* [SUPPLIED PASSAGE]
▽

Gwen John: Art and Life in London and Paris by Alicia Foster - review by Sarah Watling

Sarah Watling

Painting Her Own Way

Gwen John: Art and Life in London and Paris

By

Thames & Hudson 272pp £30
 

Gwen John’s first achievement as a painter was not a picture but a departure. Alicia Foster’s Gwen John: Art and Life in London and Paris – which is being published to coincide with a major exhibition of the artist’s work at the Pallant House Gallery in Chichester – opens not with her birth but with her move, at nineteen, from Tenby in Wales to London, where she enrolled at the Slade School of Fine Art in 1895. Foster suspects that John managed to get permission from her father for this grand escape by making plans to attend a finishing school, before switching courses at the last minute. Her younger brother Augustus had already been a student at the Slade for a year.

△

* [TASKS]
(a) Using the Gwen John review, decide whether each statement agrees with it: (i) Gwen John moved from Tenby to London when she was nineteen. (ii) Augustus John started at the Slade after his sister. (iii) Foster's book opens with the artist's birth. For each, answer yes or no and quote the words from the review that settle it.
(b) Carry the Gwen John review forward, starting after its final sentence.

* [SUPPLIED DATA]
▽

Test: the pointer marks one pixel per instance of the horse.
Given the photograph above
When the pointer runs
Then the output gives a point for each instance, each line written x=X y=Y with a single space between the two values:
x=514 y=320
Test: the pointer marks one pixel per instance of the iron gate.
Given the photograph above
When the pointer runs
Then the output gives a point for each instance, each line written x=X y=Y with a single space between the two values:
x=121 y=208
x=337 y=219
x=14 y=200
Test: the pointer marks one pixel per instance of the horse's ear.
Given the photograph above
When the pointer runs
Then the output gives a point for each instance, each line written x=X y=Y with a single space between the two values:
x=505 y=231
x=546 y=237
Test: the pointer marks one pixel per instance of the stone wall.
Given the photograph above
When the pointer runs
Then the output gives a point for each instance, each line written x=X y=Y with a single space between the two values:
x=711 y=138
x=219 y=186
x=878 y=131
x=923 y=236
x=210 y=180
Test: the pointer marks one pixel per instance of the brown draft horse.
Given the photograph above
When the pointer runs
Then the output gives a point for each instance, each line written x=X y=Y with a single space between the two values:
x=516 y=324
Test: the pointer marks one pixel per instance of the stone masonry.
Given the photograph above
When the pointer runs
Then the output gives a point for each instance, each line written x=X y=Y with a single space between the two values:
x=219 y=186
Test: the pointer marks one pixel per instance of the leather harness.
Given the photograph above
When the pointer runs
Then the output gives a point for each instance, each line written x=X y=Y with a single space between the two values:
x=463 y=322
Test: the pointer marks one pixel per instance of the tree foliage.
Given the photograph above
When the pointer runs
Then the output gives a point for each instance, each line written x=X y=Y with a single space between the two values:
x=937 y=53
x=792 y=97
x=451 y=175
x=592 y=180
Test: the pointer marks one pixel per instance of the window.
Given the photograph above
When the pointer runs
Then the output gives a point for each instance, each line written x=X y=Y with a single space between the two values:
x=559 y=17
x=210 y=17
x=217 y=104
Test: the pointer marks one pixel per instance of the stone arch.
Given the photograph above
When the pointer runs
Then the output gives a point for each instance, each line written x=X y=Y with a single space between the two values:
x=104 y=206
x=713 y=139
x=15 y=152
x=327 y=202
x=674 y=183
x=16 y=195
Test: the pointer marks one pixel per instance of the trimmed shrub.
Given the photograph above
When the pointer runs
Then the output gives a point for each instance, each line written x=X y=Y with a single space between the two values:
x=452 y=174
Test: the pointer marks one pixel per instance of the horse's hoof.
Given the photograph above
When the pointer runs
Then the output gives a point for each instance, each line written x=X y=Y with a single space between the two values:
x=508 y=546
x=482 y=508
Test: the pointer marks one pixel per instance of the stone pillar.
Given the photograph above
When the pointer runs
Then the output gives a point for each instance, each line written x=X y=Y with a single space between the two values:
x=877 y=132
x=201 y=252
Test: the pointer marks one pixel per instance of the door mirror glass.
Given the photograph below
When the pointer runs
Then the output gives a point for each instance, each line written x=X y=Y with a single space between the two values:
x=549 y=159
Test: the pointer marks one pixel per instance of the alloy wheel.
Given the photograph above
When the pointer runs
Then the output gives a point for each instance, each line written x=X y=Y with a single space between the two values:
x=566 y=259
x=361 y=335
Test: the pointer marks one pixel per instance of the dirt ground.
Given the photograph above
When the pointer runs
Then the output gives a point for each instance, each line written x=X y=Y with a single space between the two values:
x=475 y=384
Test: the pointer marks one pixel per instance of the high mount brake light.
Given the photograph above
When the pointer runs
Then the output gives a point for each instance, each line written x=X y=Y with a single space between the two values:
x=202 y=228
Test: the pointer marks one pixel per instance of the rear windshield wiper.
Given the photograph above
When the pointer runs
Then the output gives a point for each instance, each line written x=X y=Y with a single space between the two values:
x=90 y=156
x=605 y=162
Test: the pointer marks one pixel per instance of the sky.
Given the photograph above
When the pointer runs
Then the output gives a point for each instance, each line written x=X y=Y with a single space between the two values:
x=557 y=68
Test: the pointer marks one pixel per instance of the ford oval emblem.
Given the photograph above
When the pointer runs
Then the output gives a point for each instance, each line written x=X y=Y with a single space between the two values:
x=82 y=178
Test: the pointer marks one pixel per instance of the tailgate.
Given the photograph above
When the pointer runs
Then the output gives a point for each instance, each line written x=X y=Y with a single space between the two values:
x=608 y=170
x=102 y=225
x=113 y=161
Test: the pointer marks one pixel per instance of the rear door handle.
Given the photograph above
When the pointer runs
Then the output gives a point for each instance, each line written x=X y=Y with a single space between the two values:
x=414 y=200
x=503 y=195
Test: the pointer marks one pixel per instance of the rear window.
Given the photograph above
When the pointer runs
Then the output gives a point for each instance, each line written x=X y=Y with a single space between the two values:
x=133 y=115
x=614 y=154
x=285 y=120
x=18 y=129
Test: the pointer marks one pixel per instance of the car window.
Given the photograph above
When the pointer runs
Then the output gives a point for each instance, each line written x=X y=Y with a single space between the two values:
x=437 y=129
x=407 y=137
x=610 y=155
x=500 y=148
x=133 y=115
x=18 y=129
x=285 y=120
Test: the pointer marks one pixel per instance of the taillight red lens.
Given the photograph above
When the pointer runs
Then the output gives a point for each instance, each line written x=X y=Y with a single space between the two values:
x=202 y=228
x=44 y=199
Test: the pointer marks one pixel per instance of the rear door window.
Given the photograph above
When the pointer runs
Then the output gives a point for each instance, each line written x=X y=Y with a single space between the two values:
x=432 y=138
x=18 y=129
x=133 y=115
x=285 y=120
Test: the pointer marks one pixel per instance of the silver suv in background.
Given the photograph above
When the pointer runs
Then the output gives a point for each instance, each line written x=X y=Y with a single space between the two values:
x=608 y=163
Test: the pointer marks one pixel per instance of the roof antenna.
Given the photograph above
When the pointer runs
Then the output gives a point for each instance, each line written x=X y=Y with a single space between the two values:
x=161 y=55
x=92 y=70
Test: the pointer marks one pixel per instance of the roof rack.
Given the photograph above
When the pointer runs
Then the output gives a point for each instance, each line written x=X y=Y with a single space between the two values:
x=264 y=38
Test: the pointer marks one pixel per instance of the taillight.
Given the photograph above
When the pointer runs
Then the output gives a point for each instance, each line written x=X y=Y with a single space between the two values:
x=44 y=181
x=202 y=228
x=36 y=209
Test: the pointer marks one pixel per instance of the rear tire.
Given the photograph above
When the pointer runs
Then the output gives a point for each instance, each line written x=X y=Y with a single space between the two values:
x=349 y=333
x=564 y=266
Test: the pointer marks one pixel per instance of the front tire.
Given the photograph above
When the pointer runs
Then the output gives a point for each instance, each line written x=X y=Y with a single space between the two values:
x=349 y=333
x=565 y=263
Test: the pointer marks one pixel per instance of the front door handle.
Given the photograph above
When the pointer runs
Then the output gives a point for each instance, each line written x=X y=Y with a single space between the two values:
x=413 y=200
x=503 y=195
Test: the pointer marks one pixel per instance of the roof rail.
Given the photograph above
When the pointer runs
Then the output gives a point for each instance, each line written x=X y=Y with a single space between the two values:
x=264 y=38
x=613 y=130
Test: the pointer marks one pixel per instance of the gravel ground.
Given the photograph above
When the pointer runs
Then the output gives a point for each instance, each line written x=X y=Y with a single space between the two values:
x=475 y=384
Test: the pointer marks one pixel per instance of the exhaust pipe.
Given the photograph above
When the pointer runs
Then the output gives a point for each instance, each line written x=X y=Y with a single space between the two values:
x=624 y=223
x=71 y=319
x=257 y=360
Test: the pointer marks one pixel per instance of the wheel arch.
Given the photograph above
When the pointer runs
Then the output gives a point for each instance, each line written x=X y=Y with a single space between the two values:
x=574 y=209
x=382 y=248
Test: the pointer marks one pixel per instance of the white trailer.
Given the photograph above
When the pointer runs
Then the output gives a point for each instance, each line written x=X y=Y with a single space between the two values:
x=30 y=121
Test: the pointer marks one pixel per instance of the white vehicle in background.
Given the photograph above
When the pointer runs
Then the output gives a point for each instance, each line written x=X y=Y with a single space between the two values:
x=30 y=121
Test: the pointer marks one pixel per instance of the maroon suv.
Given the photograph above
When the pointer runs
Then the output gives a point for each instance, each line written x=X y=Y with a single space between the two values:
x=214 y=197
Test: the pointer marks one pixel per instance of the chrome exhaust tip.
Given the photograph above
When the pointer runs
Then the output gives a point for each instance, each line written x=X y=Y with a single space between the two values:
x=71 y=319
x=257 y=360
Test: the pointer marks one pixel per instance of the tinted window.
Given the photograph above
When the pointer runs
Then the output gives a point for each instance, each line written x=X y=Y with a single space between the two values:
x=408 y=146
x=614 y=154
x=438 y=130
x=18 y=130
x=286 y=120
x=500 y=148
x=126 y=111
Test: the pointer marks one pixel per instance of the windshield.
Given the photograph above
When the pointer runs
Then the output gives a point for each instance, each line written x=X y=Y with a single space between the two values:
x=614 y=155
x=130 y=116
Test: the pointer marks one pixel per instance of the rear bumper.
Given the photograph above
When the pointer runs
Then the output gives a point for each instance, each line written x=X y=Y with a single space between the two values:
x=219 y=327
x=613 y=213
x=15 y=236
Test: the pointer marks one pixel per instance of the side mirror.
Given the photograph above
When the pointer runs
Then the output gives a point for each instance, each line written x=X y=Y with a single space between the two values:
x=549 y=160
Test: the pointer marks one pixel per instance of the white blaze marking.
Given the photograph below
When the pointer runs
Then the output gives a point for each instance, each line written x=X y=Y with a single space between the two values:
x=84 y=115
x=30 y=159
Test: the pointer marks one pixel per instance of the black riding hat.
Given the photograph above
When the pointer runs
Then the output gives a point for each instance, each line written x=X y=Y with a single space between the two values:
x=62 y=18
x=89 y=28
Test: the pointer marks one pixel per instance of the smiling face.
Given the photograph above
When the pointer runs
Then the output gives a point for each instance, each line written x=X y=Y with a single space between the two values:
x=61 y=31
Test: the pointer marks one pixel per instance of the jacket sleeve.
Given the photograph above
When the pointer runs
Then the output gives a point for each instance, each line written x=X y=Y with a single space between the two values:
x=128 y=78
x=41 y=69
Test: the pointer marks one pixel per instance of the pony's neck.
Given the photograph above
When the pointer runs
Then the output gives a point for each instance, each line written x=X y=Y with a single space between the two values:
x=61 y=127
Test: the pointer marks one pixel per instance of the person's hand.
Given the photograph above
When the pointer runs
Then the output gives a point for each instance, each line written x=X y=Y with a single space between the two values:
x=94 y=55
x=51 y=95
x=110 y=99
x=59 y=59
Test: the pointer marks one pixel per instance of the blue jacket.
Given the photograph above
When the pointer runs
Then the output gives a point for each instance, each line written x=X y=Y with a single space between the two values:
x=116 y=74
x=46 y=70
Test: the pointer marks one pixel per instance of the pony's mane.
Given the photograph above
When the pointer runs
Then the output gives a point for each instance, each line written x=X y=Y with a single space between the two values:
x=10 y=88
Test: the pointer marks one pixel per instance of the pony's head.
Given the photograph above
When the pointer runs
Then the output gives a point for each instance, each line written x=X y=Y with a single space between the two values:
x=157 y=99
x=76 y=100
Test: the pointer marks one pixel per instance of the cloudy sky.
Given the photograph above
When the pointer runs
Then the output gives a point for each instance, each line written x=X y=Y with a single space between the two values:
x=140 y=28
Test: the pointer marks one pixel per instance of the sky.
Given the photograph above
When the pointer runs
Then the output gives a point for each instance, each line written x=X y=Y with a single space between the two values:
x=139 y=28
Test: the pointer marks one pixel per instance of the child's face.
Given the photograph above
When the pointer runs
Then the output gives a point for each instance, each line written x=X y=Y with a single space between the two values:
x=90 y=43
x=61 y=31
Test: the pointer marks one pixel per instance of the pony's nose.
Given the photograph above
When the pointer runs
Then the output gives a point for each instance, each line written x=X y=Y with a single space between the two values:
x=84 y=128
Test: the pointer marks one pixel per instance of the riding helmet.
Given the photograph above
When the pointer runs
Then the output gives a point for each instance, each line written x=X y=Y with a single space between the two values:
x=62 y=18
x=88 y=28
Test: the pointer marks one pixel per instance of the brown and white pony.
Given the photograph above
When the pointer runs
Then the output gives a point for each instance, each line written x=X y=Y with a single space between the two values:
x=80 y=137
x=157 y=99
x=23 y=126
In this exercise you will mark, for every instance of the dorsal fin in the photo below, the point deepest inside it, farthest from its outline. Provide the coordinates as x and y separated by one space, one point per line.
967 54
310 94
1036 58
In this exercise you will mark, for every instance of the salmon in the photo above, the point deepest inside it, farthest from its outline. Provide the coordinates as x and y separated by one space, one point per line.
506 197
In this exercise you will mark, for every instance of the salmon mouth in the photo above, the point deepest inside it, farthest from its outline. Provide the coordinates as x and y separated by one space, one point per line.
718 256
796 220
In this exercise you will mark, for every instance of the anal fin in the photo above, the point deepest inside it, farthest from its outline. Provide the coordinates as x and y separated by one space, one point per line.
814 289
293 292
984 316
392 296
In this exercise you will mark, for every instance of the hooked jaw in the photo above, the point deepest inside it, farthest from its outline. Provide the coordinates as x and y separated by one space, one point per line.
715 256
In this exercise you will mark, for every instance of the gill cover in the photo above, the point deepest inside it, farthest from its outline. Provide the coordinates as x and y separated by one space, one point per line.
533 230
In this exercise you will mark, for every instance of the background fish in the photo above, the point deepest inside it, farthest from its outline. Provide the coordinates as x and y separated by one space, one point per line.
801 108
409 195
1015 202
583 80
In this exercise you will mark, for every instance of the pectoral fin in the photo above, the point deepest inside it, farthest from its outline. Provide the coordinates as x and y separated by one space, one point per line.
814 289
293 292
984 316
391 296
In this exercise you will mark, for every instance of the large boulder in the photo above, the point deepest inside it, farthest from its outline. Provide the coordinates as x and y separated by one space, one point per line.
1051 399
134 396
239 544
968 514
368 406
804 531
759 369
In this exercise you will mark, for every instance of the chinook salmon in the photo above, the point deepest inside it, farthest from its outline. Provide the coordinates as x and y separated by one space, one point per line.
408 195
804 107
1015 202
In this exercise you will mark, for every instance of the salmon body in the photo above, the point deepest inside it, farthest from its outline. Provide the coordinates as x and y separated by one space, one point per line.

△

* [REPLIES]
(a)
(i) Yes: "her move, at nineteen, from Tenby in Wales to London"
(ii) No: "Her younger brother Augustus had already been a student at the Slade for a year."
(iii) No: "opens not with her birth but with her move"

(b)
John’s first room was near Euston – not an especially respectable area, but varied and close to the British Museum, and not far from the National Gallery. London’s population had grown sixfold over the preceding century, making it a place where you could go unnoticed if you wanted to, but John was soon living in a boarding house crammed with Slade students. Her watercolour Portrait Group suggests a lively, industrious home that allowed for an unusual degree of mixing between the sexes.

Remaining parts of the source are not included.